Dotado de reconhecido domínio técnico, Guilherme transitou com igual competência por modelos composicionais diversos. Segundo o escritor Lêdo Ivo, em sua introdução à segunda edição de Raça, "talvez mais do que nenhum outro dos participantes da Semana de Arte Moderna, Guilherme de Almeida viveu o drama da conciliação estética do novo com o velho, da fôrma com a forma, da tradição com a invenção, da rotina e do automatismo das receitas com o clamor de criatividade". 


“...dentro da própria morte, o encanto de viver”!

ESTA VIDA

Um sábio me dizia: esta existência,
não vale a angústia de viver. A ciência,
se fôssemos eternos, num transporte
de desespero inventaria a morte.
Uma célula orgânica aparece
no infinito do tempo. E vibra e cresce
e se desdobra e estala num segundo.
Homem, eis o que somos neste mundo.

Assim falou-me o sábio e eu comecei a ver
dentro da própria morte, o encanto de morrer.

LISTAGEM DA TAREFA:
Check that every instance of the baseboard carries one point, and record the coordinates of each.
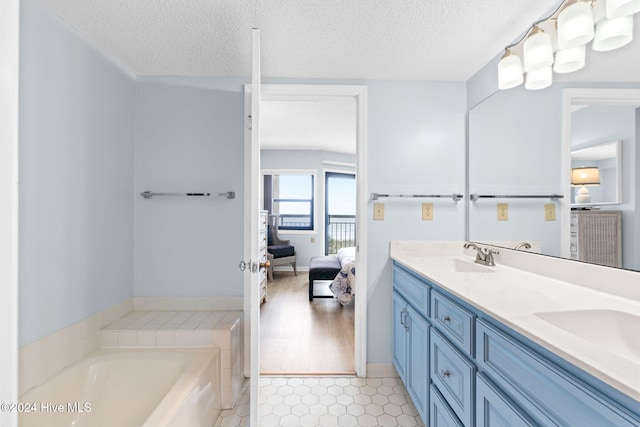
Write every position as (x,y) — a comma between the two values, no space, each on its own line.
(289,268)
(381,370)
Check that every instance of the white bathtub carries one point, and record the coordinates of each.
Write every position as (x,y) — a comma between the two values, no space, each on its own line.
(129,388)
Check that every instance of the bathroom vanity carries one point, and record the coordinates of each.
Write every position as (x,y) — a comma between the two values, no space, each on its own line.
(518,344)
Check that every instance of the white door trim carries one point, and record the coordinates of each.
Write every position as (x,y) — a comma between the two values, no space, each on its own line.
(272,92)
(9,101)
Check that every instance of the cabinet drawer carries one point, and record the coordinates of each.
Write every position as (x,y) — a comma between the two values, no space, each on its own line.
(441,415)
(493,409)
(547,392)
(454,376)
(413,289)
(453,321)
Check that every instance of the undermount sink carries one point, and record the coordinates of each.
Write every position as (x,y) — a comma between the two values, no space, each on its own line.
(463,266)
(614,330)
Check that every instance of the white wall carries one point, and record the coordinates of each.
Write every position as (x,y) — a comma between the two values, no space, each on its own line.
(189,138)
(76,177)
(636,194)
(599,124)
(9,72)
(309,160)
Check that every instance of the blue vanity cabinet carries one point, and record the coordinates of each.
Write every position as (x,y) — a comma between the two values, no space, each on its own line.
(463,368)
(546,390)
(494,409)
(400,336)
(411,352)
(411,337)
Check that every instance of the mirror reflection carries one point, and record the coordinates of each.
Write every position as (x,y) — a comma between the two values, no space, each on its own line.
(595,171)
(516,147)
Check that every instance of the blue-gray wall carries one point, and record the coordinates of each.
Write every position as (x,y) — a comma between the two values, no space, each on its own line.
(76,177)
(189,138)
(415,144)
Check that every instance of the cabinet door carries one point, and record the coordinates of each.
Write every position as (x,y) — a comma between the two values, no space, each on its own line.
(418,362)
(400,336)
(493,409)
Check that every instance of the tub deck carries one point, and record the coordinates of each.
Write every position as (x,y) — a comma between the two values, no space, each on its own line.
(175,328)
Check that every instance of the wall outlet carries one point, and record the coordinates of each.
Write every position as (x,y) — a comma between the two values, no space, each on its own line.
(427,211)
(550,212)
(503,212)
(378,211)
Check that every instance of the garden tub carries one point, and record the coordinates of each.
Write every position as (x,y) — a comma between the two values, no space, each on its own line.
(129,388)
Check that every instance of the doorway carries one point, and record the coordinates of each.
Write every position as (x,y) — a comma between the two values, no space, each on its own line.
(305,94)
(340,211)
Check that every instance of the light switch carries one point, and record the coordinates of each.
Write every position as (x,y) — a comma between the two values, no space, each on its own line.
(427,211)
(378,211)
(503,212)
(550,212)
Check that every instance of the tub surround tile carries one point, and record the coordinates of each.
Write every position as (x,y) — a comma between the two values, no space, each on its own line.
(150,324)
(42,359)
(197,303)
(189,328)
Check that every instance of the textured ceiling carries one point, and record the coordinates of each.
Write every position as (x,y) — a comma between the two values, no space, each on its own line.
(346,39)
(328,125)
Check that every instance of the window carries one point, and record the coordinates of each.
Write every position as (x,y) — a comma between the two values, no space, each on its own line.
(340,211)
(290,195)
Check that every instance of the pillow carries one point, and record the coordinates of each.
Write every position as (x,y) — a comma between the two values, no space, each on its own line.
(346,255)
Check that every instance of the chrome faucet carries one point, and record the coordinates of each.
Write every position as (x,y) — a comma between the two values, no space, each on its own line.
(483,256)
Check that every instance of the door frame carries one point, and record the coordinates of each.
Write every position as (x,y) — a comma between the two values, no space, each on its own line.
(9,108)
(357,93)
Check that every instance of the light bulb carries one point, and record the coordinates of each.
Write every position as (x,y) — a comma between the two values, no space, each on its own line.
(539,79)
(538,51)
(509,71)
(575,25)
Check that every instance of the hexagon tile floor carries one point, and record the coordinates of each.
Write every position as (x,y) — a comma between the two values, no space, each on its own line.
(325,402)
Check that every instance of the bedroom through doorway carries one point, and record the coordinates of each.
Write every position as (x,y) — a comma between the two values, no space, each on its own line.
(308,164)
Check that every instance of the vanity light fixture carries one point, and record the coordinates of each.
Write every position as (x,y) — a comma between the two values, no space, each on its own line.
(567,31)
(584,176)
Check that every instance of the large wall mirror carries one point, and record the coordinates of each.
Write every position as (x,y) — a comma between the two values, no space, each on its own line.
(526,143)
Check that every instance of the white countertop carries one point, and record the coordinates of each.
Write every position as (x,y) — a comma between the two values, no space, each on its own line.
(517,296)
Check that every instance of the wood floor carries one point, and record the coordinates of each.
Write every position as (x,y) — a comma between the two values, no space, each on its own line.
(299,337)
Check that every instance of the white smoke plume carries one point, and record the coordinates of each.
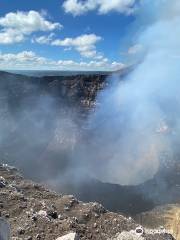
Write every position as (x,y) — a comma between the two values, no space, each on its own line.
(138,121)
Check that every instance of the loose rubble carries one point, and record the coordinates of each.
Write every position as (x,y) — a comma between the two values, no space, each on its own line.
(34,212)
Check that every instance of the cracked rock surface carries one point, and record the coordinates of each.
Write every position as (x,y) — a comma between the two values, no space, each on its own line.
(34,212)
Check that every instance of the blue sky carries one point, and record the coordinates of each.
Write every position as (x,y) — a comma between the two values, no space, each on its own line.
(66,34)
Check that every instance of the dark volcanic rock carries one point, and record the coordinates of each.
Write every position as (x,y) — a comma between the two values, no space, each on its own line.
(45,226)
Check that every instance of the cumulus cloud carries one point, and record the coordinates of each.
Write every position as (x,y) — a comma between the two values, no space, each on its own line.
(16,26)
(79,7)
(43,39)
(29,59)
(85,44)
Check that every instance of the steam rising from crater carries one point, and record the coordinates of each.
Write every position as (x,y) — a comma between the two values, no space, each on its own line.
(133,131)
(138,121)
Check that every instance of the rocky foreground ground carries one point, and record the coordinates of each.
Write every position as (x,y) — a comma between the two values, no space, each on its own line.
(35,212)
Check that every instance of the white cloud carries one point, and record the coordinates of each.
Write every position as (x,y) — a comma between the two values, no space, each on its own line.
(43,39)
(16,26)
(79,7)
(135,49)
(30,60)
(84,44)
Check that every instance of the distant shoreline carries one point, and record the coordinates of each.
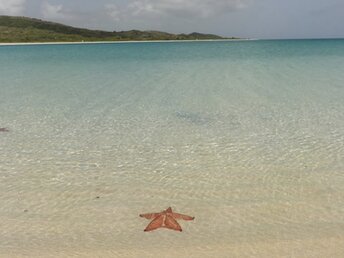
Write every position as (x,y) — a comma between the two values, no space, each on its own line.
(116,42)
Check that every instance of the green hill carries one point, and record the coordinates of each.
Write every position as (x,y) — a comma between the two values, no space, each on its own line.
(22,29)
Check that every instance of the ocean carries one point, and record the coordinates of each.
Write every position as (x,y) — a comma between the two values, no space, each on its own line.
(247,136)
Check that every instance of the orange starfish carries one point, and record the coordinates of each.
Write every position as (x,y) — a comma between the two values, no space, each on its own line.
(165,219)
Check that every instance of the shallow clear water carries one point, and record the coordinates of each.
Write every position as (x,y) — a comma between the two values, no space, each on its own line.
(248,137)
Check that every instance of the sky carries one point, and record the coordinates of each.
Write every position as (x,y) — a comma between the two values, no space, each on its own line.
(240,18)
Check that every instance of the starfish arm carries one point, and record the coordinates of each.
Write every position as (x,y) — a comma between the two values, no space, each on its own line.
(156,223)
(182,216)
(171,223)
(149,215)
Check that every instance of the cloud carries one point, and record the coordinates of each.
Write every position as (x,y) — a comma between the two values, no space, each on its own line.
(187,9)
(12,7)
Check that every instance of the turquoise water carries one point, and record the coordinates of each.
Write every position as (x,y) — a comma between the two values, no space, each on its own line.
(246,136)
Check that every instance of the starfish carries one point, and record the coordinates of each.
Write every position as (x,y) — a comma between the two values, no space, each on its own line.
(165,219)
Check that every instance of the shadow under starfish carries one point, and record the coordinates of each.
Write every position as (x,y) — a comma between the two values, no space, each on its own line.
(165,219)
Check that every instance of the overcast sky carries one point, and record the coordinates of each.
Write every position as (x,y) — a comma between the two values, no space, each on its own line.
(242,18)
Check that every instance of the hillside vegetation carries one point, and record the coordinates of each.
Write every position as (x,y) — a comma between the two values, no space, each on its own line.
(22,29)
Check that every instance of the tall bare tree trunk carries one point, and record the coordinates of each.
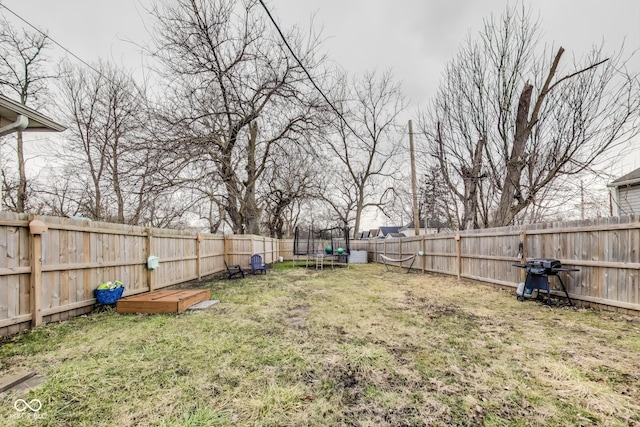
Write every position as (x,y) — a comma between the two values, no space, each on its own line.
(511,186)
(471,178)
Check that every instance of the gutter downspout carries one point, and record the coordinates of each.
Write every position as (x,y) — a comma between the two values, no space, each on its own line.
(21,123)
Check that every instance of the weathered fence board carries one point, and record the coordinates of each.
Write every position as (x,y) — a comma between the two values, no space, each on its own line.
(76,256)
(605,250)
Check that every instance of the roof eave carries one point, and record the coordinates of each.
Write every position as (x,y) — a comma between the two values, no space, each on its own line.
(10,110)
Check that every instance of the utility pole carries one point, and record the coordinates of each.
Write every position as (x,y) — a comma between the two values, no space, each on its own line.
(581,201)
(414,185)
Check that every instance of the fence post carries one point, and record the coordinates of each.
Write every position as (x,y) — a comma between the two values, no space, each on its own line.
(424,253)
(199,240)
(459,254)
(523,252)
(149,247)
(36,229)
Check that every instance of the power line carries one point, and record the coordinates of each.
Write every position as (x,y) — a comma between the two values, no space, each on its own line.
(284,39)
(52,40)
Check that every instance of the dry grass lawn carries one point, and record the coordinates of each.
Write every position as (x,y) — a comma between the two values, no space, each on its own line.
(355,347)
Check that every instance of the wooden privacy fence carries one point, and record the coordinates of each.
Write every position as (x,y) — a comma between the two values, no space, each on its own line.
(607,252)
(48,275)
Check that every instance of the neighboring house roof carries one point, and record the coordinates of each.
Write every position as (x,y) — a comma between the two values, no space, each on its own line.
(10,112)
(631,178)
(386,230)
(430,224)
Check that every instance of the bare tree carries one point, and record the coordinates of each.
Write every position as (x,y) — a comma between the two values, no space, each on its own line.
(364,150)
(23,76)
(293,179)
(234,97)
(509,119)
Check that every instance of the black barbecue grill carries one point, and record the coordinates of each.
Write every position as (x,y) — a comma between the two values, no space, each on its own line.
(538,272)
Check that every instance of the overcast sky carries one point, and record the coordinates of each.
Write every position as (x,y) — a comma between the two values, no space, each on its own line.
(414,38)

TAREFAS DO EXERCÍCIO:
A) Atualize a passagem do trecho do texto que vai de "Dotado de reconhecido" até "estala num segundo.", substituindo "ciência" por "razão".
B) Informe cada linha da listagem em que aparece a palavra "white", copiando a linha inteira. Maiúsculas e minúsculas fazem diferença.

GABARITO:
A)
Dotado de reconhecido domínio técnico, Guilherme transitou com igual competência por modelos composicionais diversos. Segundo o escritor Lêdo Ivo, em sua introdução à segunda edição de Raça, "talvez mais do que nenhum outro dos participantes da Semana de Arte Moderna, Guilherme de Almeida viveu o drama da conciliação estética do novo com o velho, da fôrma com a forma, da tradição com a invenção, da rotina e do automatismo das receitas com o clamor de criatividade". 


“...dentro da própria morte, o encanto de viver”!

ESTA VIDA

Um sábio me dizia: esta existência,
não vale a angústia de viver. A razão,
se fôssemos eternos, num transporte
de desespero inventaria a morte.
Uma célula orgânica aparece
no infinito do tempo. E vibra e cresce
e se desdobra e estala num segundo.

B)
Check that every instance of the white bathtub carries one point, and record the coordinates of each.
Check that every instance of the white door trim carries one point, and record the coordinates of each.
Check that every instance of the white wall carries one point, and record the coordinates of each.
Check that every instance of the white countertop carries one point, and record the coordinates of each.
Check that every instance of the white smoke plume carries one point, and record the coordinates of each.
Check that every instance of the white cloud carries one point, and record the coordinates of each.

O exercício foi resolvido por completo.